→ Pointing dataset records:
__________

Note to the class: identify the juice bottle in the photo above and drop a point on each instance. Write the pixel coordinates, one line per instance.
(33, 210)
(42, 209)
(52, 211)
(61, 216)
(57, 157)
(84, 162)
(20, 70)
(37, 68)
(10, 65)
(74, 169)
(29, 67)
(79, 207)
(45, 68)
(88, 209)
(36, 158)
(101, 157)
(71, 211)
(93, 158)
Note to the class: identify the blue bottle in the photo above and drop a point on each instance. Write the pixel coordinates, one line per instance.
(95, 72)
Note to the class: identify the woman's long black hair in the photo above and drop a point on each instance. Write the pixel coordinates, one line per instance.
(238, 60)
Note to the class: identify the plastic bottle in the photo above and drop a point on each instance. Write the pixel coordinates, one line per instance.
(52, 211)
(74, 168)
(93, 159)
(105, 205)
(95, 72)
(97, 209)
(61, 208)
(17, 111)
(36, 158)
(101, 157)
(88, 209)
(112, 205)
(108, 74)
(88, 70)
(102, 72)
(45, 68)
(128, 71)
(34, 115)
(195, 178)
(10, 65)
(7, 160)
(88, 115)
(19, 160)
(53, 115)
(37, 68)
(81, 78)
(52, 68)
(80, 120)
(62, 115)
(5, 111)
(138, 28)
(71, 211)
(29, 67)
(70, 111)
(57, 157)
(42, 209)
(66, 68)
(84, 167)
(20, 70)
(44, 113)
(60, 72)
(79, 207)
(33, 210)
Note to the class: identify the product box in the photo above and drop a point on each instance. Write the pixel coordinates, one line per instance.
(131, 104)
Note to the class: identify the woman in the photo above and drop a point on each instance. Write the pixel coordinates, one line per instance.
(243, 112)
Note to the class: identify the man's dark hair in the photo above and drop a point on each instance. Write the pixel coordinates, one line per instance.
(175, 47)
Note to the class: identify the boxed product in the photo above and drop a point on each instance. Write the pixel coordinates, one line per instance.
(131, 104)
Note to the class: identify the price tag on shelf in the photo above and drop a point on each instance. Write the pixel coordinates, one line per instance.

__________

→ Given exercise: Rewrite the records above with "place a dot" substituted for every "drop a point", keeping everything else the same.

→ Full solution:
Note to the class: identify the juice bottle in the photo above and place a dot on each instance. Write the pixel coordinates, one line per instance.
(33, 210)
(42, 209)
(52, 211)
(61, 216)
(57, 157)
(84, 162)
(20, 70)
(37, 68)
(10, 65)
(74, 169)
(29, 67)
(79, 207)
(45, 68)
(88, 209)
(36, 158)
(101, 157)
(71, 211)
(93, 158)
Note to the class: identify the blue bottle in the photo above and place a dot on each instance. Write the pixel coordinates, one line per instance.
(95, 72)
Note to the class: identify the woman's long black hair in the photo above and place a dot on each instance. Write the pixel coordinates, one line per instance.
(238, 60)
Note to the class: identify the plastic bottle in the photo above and place a dot on each instance. Write the pixel coordinates, one line per instance.
(52, 211)
(74, 168)
(93, 159)
(105, 205)
(95, 72)
(97, 209)
(61, 208)
(17, 111)
(36, 158)
(101, 157)
(88, 209)
(112, 205)
(108, 74)
(88, 70)
(102, 72)
(45, 68)
(128, 71)
(34, 115)
(195, 178)
(10, 65)
(7, 160)
(88, 115)
(19, 160)
(53, 115)
(37, 68)
(81, 78)
(52, 68)
(80, 120)
(62, 115)
(5, 111)
(138, 28)
(71, 211)
(29, 67)
(70, 111)
(57, 157)
(42, 209)
(66, 68)
(84, 167)
(20, 70)
(44, 113)
(60, 72)
(79, 207)
(33, 210)
Note to the class: identify the product box in the photo above and place a dot on each instance. Write the pixel coordinates, one line per instance.
(131, 104)
Note to the class: identify the woman in the photo above and place a dot on each instance. Write the pixel coordinates, one line per instance.
(243, 112)
Note to the class: identify the man's dark hair in the photo above and place a dot on each instance. Write the pixel coordinates, one line per instance.
(175, 47)
Note to the class: identify the boxed product in the photo above and place a dot on each instance. Write the pixel coordinates, one line per instance.
(131, 104)
Note to the class: identify the price tag on shelf in the photo above and place a dot on each instance. Write the pixel coordinates, one line per instance.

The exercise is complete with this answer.